• **Text shown**
#####

Critical illness and injury is a silent epidemic that affects more than 5.7 million Americans every year. It has an enormous societal and economic toll, yet is not well understood. The Michigan Center for Integrative Research in Critical Care (MCIRCC) was started just four years ago with the goal of transforming critical care medicine to improve patient care and outcomes.
Led by Kevin Ward, M.D., MCIRCC’s mission is to accelerate science from bench to bedside. Dr. Ward notes, “The integration strategies and resources we have launched are producing collaborations and creativity on a scale that I don’t think has ever been witnessed or achieved in the field of critical illness and injury. We are truly developing and realizing solutions that for decades simply seemed out of reach.”

#####

• **Point-per-instance localization rows**
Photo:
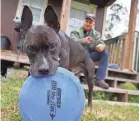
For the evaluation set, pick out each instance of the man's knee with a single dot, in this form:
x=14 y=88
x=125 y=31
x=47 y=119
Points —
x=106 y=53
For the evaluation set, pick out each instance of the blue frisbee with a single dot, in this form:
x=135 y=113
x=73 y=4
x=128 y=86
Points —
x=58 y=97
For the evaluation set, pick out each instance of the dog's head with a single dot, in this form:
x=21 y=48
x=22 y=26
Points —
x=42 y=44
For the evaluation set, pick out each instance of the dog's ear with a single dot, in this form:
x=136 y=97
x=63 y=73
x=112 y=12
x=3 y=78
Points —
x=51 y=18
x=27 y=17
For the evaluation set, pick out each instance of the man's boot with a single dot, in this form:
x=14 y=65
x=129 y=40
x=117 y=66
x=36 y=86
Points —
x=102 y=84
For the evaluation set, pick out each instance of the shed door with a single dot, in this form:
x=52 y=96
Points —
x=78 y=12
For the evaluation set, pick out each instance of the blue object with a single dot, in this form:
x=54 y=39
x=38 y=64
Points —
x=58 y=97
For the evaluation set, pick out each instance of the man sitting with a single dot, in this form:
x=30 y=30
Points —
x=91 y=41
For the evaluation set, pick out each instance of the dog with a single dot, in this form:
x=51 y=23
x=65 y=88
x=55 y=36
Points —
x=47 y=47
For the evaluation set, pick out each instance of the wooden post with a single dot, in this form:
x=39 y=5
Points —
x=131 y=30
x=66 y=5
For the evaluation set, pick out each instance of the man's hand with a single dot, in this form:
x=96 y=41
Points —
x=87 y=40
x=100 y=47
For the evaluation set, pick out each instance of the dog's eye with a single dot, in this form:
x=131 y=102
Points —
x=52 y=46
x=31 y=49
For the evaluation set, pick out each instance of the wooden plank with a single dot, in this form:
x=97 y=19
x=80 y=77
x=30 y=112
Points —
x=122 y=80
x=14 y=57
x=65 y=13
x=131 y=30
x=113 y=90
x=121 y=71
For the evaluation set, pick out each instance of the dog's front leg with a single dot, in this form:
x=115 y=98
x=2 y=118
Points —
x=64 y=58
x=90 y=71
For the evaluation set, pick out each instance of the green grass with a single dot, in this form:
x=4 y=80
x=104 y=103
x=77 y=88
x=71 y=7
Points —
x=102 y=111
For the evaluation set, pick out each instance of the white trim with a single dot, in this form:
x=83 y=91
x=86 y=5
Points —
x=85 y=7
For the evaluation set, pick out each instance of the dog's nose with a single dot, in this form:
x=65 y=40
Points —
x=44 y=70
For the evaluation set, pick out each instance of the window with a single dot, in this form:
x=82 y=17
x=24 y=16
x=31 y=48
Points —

#####

• **Work item A**
According to the text about MCIRCC, how many Americans does critical illness and injury affect each year?
• **Work item B**
List each claim the text about MCIRCC makes about critical illness and injury in its first sentence and the sentence after it.
• **Work item C**
Extend the text about MCIRCC, picking up after Dr. Ward's quotation.
You won't need the rows.

• **Exercise result A**
More than 5.7 million.

• **Exercise result B**
- It is a silent epidemic.
- It affects more than 5.7 million Americans every year.
- It has an enormous societal and economic toll.
- It is not well understood.

• **Exercise result C**
The Catalyst Framework
MCIRCC uses a unique Catalyst Framework, an innovative business model which unifies scientists, clinicians, engineers, industry partners, and diverse funding streams. The Catalyst provides end-to-end management of the research pipeline, utilizing multidisciplinary team science, big data analytics, specialized funding sources, and tailored commercialization plans to push research beyond the idea stage:
- Proposal Development Unit: Intensive proposal development support for multidisciplinary teams, including proposal integration, production, and submission.
- Commercialization Coaching: Tailored entrepreneurial services, such as project management and startup creation, that accelerate innovative solutions to the bedside.
- Clinical Research Unit: Streamlines the process for investigators by assisting with the development and execution of clinical pilot studies, and with IRB protocol support, patient engagement, and data collection.
- Large Animal ICU Facility: One-of-a-kind lab that provides viable, demonstrable models to accurately simulate complex human disease and treatment options in the pre-clinical stages of critical care.
- Data Science Team: Responsible for developing an advanced analytics platform that captures high-fidelity physiological waveform data from critical care patient beds, which can be utilized for research and clinical needs.
- Funding Opportunities: Access to funding through MCIRCC’s Grand Challenge, which targets big problems in critical care and rewards bold solutions.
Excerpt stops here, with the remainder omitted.